Task requirements:
Locate every line in the data below that contains the word "mask" and copy each of those lines. Matching is case-sensitive.

Extracted information:
● ● ●

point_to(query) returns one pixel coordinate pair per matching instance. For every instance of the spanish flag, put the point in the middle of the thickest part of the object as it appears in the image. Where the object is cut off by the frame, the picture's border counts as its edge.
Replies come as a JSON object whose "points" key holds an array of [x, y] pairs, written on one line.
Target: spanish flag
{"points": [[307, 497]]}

● ● ●

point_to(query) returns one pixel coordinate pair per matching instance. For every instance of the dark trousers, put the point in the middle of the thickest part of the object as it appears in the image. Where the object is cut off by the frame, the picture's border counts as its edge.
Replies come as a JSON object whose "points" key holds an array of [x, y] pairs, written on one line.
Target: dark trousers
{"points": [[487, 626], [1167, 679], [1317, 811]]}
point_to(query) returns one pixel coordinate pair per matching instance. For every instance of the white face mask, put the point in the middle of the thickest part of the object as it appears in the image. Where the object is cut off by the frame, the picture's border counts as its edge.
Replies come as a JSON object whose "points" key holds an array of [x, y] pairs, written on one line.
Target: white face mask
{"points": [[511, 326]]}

● ● ●

Complete answer:
point_to(query) returns one pixel coordinate pair per matching instance. For every instance of the white face mask, put the point in the middle of the thickest part of the object as it appears in the image. Where the object is cut off by the frame, the picture's border counts as its edge.
Target: white face mask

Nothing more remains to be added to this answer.